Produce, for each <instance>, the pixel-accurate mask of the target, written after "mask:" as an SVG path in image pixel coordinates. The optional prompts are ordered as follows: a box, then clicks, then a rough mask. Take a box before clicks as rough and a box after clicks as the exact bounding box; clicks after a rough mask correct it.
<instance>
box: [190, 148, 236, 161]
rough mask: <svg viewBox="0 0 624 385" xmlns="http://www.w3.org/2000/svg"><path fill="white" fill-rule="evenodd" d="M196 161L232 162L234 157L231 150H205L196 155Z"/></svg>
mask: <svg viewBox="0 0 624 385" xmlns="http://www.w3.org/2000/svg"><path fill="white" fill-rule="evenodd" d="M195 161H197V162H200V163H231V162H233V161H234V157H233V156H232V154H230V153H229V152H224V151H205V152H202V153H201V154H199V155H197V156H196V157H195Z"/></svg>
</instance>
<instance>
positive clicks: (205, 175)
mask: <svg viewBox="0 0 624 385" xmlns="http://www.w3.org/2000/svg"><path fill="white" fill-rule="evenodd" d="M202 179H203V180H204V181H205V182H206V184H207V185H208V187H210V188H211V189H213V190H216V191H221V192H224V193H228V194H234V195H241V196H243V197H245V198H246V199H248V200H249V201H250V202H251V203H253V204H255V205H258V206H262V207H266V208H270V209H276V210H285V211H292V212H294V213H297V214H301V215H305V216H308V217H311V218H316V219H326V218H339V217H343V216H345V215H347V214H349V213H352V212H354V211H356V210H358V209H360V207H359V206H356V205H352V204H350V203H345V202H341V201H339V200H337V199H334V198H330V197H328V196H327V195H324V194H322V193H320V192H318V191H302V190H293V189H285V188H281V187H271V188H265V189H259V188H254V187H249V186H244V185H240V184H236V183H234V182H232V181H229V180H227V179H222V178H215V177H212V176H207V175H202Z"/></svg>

★ ★ ★

Output every line of the records above as a Markdown table with the columns "Row" and "Line," numbering the rows in order and omitting blank lines.

* [Response for this exercise]:
| Row | Line |
|---|---|
| 1 | Produce, for each <instance>, the pixel-accurate mask of the target, written after "mask:" as an SVG path in image pixel coordinates. The optional prompts are ordered as follows: a box, then clicks, then a rough mask. Take a box before clicks as rough and a box after clicks as the exact bounding box; clicks after a rough mask correct it. |
| 2 | <instance> |
| 3 | box: [190, 148, 236, 161] |
| 4 | rough mask: <svg viewBox="0 0 624 385" xmlns="http://www.w3.org/2000/svg"><path fill="white" fill-rule="evenodd" d="M196 161L232 162L234 157L231 150H205L196 155Z"/></svg> |
| 5 | mask: <svg viewBox="0 0 624 385" xmlns="http://www.w3.org/2000/svg"><path fill="white" fill-rule="evenodd" d="M195 161H197V162H200V163H231V162H233V161H234V157H233V156H232V154H230V153H229V152H224V151H205V152H202V153H201V154H199V155H197V156H196V157H195Z"/></svg> |
| 6 | </instance> |
| 7 | <instance> |
| 8 | positive clicks: (205, 175) |
| 9 | mask: <svg viewBox="0 0 624 385" xmlns="http://www.w3.org/2000/svg"><path fill="white" fill-rule="evenodd" d="M202 179H203V180H204V181H205V182H206V184H207V185H208V187H210V188H211V189H213V190H216V191H221V192H224V193H228V194H234V195H241V196H243V197H245V198H246V199H248V200H249V201H250V202H251V203H253V204H255V205H258V206H262V207H266V208H270V209H276V210H285V211H292V212H294V213H297V214H301V215H305V216H308V217H311V218H316V219H326V218H339V217H343V216H345V215H347V214H349V213H352V212H354V211H356V210H358V209H360V207H359V206H356V205H352V204H350V203H345V202H341V201H339V200H337V199H334V198H330V197H328V196H327V195H324V194H322V193H320V192H318V191H302V190H293V189H285V188H281V187H271V188H265V189H259V188H254V187H249V186H244V185H240V184H236V183H234V182H232V181H229V180H227V179H222V178H215V177H212V176H207V175H202Z"/></svg> |